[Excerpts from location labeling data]
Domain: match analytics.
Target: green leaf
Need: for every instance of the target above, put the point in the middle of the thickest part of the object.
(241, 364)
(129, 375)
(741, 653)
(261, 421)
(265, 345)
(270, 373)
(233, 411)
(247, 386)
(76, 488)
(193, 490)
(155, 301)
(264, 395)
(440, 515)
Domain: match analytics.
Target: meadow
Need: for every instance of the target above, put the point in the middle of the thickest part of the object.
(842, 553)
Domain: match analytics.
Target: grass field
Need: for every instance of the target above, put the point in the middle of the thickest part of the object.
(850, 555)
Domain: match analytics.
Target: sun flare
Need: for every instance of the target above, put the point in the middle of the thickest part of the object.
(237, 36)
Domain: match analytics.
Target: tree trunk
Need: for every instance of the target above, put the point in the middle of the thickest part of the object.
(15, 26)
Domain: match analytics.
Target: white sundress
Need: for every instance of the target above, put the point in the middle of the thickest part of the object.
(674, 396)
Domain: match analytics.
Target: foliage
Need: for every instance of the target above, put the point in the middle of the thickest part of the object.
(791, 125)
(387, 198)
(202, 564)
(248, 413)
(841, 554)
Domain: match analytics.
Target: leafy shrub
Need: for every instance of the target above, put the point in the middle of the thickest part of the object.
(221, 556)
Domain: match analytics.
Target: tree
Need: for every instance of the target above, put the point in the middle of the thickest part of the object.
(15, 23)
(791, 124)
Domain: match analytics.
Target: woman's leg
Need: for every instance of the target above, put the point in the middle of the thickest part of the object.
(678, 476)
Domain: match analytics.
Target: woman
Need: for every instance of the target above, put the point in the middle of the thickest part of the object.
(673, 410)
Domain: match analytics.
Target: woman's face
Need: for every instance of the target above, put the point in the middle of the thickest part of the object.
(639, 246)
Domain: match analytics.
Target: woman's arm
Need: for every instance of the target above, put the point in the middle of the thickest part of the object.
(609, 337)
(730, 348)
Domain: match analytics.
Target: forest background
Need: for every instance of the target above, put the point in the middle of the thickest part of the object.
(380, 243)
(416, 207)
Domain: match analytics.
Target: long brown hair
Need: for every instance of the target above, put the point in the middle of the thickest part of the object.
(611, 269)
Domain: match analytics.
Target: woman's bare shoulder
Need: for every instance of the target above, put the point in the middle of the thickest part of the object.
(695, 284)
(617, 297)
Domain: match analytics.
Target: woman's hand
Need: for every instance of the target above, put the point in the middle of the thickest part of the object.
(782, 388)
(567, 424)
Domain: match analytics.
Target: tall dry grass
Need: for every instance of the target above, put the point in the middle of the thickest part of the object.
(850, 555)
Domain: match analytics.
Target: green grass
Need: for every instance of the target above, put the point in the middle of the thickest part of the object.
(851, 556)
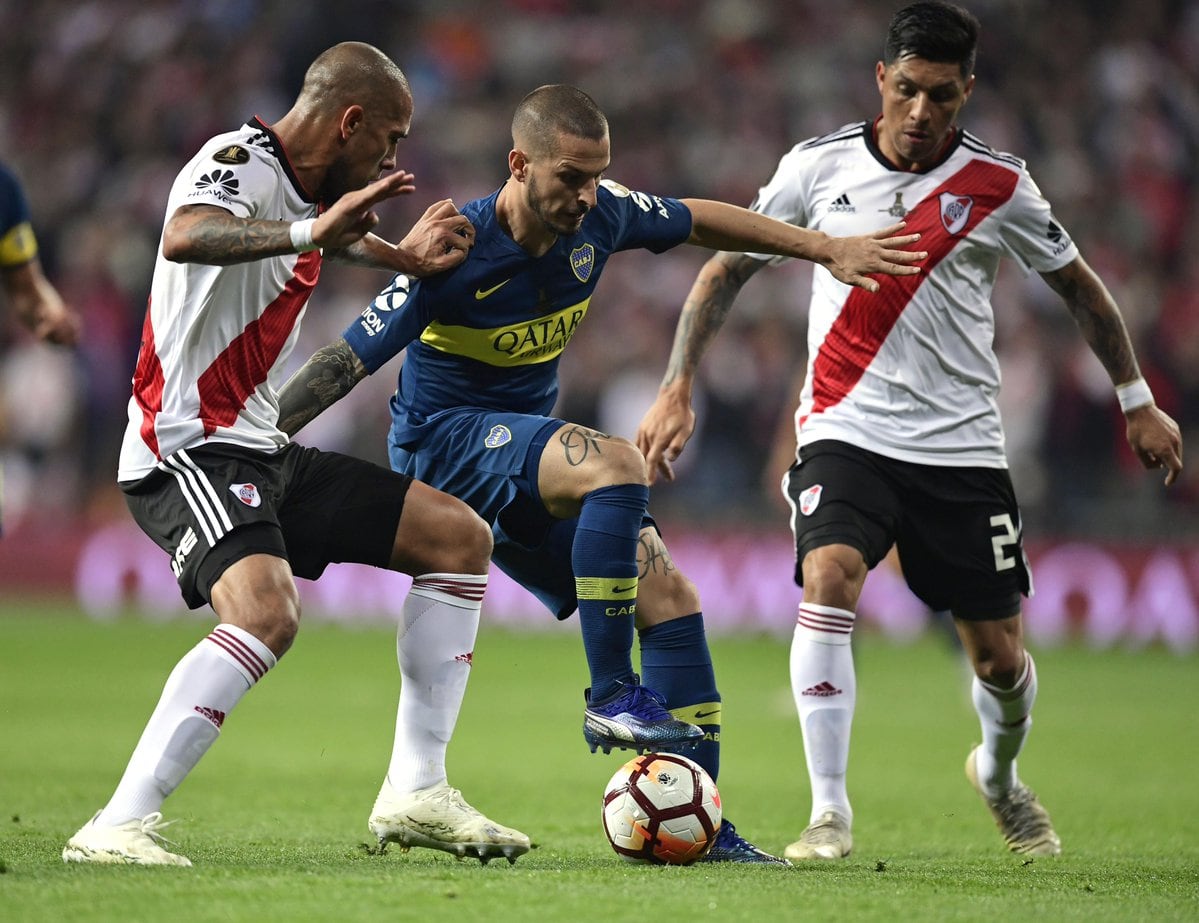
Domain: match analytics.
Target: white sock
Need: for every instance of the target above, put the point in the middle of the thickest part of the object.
(825, 689)
(202, 689)
(435, 644)
(1005, 716)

YOUR GOAL
List every line above that contains the string "white". Case counts.

SOLUTION FOR THIS TASK
Target: white sundress
Target: white sock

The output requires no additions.